GOAL A: According to the passage on the process group interface below, why does the interface not have to handle message ordering? Answer in one or two sentences.
GOAL B: Summarize the passage on the process group interface below in exactly two sentences.
GOAL C: Carry on the passage on the process group interface below, picking up after its final sentence.

PASSAGE GIVEN:
++++
As the process group interface passes messages from the application processes down to the multiple ring protocol, it fragments large messages and combines small messages into larger messages (packets) of a convenient size for transmission. On receiving messages from the multiple-ring protocol, the process group interface reassembles the messages and senqueues them on the sockets of the processes that are members of the groups to which the messages are addressed. Because the process group interface receives messages in the correct order, it need not be concerned with message ordering.

On each processor, the process group interface maintains the current membership of any process group of which at least one process on that processor is a member. When a process joins or leaves a group, this fact is disseminated throughout the network to all members of the group by the process group membership protocol.
++++
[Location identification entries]

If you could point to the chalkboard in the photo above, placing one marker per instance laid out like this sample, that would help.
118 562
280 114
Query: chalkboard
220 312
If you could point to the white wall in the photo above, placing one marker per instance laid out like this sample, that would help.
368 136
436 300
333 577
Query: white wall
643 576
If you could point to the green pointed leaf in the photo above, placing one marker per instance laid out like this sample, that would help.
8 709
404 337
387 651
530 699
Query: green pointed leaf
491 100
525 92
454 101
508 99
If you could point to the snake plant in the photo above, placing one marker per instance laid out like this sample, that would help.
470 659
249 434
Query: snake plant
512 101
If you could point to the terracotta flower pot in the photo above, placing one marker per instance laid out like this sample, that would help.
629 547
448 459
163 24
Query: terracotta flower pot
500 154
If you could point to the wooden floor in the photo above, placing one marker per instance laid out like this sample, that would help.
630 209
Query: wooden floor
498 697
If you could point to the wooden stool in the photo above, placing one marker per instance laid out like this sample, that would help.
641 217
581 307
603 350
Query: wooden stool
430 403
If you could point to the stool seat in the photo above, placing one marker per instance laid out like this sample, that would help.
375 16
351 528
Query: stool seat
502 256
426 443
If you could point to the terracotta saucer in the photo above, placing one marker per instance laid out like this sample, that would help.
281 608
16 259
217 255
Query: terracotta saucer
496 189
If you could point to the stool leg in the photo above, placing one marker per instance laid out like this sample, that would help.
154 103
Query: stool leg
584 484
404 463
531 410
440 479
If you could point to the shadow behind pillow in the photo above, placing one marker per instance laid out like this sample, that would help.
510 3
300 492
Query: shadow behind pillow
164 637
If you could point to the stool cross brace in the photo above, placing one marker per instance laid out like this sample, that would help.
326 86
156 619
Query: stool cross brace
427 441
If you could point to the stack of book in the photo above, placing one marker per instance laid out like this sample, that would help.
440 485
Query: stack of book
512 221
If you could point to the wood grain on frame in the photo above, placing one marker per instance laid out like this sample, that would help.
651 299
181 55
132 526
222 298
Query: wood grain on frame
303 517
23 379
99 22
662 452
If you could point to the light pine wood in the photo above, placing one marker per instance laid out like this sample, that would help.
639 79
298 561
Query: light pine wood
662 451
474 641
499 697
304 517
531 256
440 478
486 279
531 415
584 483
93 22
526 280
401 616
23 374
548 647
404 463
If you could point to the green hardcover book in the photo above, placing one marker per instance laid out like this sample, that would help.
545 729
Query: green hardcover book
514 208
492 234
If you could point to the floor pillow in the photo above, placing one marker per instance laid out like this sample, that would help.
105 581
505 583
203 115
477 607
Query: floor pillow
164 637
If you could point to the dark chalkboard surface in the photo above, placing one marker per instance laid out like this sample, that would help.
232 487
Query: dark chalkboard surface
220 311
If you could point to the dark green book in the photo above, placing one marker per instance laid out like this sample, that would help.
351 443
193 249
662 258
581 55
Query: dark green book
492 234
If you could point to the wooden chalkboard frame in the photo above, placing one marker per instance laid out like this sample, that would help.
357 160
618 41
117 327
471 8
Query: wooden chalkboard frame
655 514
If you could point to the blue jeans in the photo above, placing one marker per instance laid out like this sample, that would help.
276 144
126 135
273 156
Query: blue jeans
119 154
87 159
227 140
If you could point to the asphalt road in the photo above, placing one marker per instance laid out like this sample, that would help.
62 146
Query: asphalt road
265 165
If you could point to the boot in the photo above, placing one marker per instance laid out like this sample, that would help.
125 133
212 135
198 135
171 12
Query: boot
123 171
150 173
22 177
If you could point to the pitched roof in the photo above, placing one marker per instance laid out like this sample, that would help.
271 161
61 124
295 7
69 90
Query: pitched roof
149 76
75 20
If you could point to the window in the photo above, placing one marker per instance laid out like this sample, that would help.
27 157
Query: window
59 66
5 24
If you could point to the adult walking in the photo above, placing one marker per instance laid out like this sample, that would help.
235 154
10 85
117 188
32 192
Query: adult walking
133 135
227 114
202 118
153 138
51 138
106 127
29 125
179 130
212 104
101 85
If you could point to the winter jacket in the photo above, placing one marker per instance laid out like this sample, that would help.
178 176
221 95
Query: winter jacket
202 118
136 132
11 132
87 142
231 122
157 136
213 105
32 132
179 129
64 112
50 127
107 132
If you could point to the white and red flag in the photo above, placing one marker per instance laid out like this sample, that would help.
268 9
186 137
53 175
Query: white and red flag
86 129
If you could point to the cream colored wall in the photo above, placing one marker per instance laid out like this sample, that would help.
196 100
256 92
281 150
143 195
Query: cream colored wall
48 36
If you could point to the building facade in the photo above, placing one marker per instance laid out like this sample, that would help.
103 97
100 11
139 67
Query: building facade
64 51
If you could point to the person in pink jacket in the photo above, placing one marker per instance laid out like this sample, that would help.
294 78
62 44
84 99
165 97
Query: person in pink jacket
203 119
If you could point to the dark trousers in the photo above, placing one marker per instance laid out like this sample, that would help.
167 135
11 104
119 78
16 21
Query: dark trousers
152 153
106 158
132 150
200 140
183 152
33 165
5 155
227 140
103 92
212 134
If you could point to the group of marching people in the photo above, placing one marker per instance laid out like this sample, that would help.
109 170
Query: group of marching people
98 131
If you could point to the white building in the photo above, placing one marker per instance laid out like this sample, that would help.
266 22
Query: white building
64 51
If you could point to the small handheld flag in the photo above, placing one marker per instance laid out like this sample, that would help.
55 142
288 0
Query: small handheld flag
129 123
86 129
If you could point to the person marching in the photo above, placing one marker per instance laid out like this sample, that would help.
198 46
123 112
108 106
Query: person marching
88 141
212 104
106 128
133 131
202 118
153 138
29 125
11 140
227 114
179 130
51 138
++++
FINAL RESULT A: The process group interface does not have to handle message ordering because it already receives messages in the correct order from the multiple-ring protocol.

FINAL RESULT B: The process group interface fragments large messages and combines small ones into packets for the multiple-ring protocol, then reassembles incoming messages and delivers them to the processes in the addressed groups without needing to reorder them. On each processor it tracks the membership of any group with a local member, and the process group membership protocol spreads news of joins and departures to all members of the group.

FINAL RESULT C:
Maintaining the consistency of message ordering when a process can be a member of several intersecting process groups, or when a process communicates with other processes outside its group, is an interesting problem. Ordering messages independently within each process group can lead to inconsistencies. Consider three processes, p, q, and r, all of which are members of two process groups, G and H. Process p multicasts message [m.sub.1] to group G. On receiving [m.sub.1], q multicasts message [m.sub.2] to group H. Clearly, [m.sub.1] causally precedes [m.sub.2] but, if messages are ordered only within groups, [m.sub.2] might be delivered to process r before [m.sub.1]. The only effective method known to us for ensuring consistency in the presence of multiple intersecting process groups is to impose a single global total order on all messages for all process groups in the system--the strategy adopted by Totem.

Performance

The Totem system has been implemented in the C programming language on Sun Microsystems IPCs running SunOS 4.1 and on Sun SPARCstation 20s running Solaris 2.4 over 10-Mbit/s and 100-Mbit/s Ethernet. It uses the Ethernet hardware broadcast capabilities and standard Unix facilities, particularly Unix UDP sockets, to broadcast messages and to transfer the token. The implementation has been ported to several other types of machines.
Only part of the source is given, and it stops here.